# Written exercise:
In three sentences, summarize the forum thread titled "Basic problem with transistors."

# Document:

****************************************

Basic problem with transistors

[giftiger_wunsch]

I think we have all seen manufactured products that are machine-made with such tiny little surface-mount parts. But can we hand-etch a pcb and hand-solder these tiny parts?
Can we buy these little parts in small quantities?

that's a good question... I just noticed the physical dimensions of these devices, and I don't like my chances of being able to solder something 2.9mm in length with pins 0.95mm apart

Since I haven't yet got myself an etching tray, etc. which I would need to make my own PCBs, I was planning on building these circuits on stripboard. Clearly even if I could solder such a small device (and I have little experience in soldering) I would need to be able to make a suitable PCB as well.

The devices suggested by marcbarker seemed to be appropriate, though perhaps I should check the dimensions in the datasheet for those items as well...

 

[Hero999]

I could solder that fairly easily.

I woudln't know where to get hold of it though, I found the model on LTspice and thought it looked like a nice little MOSFET.

 

[giftiger_wunsch]

I could solder that fairly easily.

Please bear in mind that I have done very little soldering and I'm likely to have a lot of trouble soldering something so small, especially components which may be destroyed by the heat if the soldering isn't completed quickly. Thanks for the suggestion though.

I chose MOSFETs for the lower transistors

I assume that what was meant here is that only the two lower transistors on the circuits need to be MOSFETs - could anyone explain why only these two would need to be replaced? And was the implication then, that the upper two transistors should be BJTs as originally discussed?


Thanks.

 

[marcbarker]

Giftiger, the lower fets are there because the top BJTs are activated by the (motor current /hFE) and the lower FETs are activated by the 'reflected' motor voltage coming back. If they were BJTs too, they would shunt the reflected voltage. I didn't know if it was a good or bad thing, so I changed your BJTs for fets instead.

I think we have all seen manufactured products that are machine-made with such tiny little surface-mount parts. But can we hand-etch a pcb and hand-solder these tiny parts?
Can we buy these little parts in small quantities?

I used to have amazing people working for me , they could work under a microscope and assemble prototype surface mount circuits, using bits of copper-clad blank PCB and these funny self-adhesive surface mount IC footprint bases, all wired up with almost hair-thin enamelled copper wires.

RS and Farnell here in UK sell SMD parts in small quantities, if it's capacitors you buy a strip of 50 off for about £0.50, individual transistors if the price is not less than that amount.

 

[Hero999]

The good thing about the AO6407/8 is that the four of the pins all go to the drain so it doesn't matter if there's some bridging between them.

The gate and source pins are at the bottom corners of the IC whcih makes it much easier to solder them without bridging.

****************************************

# Source material:

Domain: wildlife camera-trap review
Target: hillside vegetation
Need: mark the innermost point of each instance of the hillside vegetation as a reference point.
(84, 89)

****************************************

# Finished answer:
giftiger_wunsch doubts being able to hand-solder tiny surface-mount parts with little soldering experience, plans to build on stripboard, and asks why only the two lower transistors should be MOSFETs. marcbarker explains that the lower FETs are activated by the reflected motor voltage, which BJTs in that spot would shunt, and notes that RS and Farnell in the UK sell SMD parts in small quantities. Hero999 says the suggested part would be easy to solder, since four of the AO6407/8's pins all go to the drain and bridging between them does not matter.